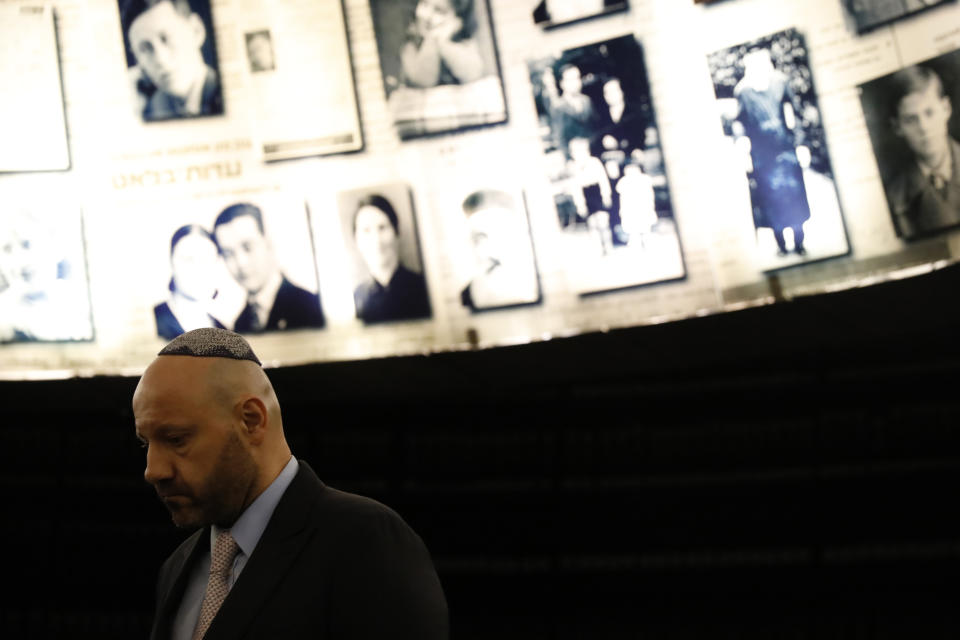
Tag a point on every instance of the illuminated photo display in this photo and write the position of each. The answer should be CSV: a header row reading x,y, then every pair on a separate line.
--
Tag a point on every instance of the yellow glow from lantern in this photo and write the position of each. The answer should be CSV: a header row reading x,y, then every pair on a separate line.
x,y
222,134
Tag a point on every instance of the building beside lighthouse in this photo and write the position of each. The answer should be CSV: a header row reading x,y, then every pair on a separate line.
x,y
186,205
--
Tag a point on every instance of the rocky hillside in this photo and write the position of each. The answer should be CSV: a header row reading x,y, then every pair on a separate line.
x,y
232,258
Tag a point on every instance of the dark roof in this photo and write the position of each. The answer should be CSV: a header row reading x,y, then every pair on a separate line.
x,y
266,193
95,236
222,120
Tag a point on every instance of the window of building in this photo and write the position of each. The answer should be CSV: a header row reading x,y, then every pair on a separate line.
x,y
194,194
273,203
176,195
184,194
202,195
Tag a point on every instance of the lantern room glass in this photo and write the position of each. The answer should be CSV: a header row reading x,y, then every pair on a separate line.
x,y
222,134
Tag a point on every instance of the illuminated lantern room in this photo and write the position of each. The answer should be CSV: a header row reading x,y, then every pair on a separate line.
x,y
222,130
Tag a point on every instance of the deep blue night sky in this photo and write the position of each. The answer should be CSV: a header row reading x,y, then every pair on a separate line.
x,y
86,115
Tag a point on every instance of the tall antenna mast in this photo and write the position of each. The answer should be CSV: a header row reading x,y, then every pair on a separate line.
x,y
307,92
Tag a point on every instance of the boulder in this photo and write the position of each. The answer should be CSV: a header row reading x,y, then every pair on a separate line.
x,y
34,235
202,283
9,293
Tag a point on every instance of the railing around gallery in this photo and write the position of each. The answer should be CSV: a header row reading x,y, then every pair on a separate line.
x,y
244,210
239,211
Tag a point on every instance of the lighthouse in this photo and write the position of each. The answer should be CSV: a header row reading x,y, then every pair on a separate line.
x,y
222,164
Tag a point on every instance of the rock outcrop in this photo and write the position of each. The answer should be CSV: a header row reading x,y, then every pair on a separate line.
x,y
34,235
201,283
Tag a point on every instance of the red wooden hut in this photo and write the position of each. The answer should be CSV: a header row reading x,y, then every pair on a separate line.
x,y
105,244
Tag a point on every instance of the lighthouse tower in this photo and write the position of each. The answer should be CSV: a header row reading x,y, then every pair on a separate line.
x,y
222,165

• [PROBLEM TO WORK ON]: Pick out every line in the data above that contains the word "building" and copy each one in full. Case counts.

• [THE OUTPUT]:
Tag a point on every instance of the building beside lighthouse in this photo and write the position of each. The answer should be CSV: a header row reading x,y, then every pair on a separate line.
Tag a point on every instance of the window of building in this photo and write the position of each. The answer should be CSV: a header row reading x,y, then every pair on a separate line.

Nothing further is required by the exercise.